====== Extract ======

Guard and civilians prepare for next flooding disaster

WINFIELD, W.Va. — A Blackhawk helicopter fished “victims” from the Kanawha River near Winfield Wednesday as members of the West Virginia National Guard and civilian fire departments from across the region worked together in a joint training exercise.

“Anytime we can do joint training it’s really good for both us and for local fire and rescue,” said Colonel Todd Justice, Director of Joint Operations for the West Virginia National Guard.

W.Va. Air Guard pilot picks a “victim” from the Kanawha River during life saving exercises. PHOTO: WVNG/Erica Bodker

Involved in the drill was the National Guard’s All-Hazards Response Team, which is made up of members of the West Virginia Air and Army National Guard. Company C, 2-104th General Support Aviation Battalion (MEDEVAC), as well as Guard members who volunteered to be “rescued” from the water. Alongside them were members of the Clendenin, Glasgow, Charleston, and South Charleston Fire Departments. All of those departments have swiftwater rescue teams.

The groups staged near the Winfield Bridge going through various scenarios which are plausible in a time of high water or other natural disaster in West Virginia.

“I think you can tell by all of the teams who have come out from the local departments that everybody understands the value of this training,” said Justice.

====== Supplied entries ======

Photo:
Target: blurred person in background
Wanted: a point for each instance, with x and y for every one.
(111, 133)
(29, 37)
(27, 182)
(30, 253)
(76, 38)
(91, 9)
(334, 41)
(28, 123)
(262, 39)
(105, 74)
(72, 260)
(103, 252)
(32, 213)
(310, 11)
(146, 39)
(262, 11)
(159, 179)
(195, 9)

======

■ What you need to do
- 1) Answer these questions using the article on the flood-rescue training:
(a) Near which landmark did the groups stage?
(b) What position does Colonel Todd Justice hold?
(c) Which four fire departments took part?
- 2) Translate this sentence from the article on the flood-rescue training into Spanish: "All of those departments have swiftwater rescue teams."

■ List of answers
- 1)
(a) Near the Winfield Bridge.
(b) Director of Joint Operations for the West Virginia National Guard.
(c) Clendenin, Glasgow, Charleston, and South Charleston.

- 2) Todos esos departamentos cuentan con equipos de rescate en aguas rápidas.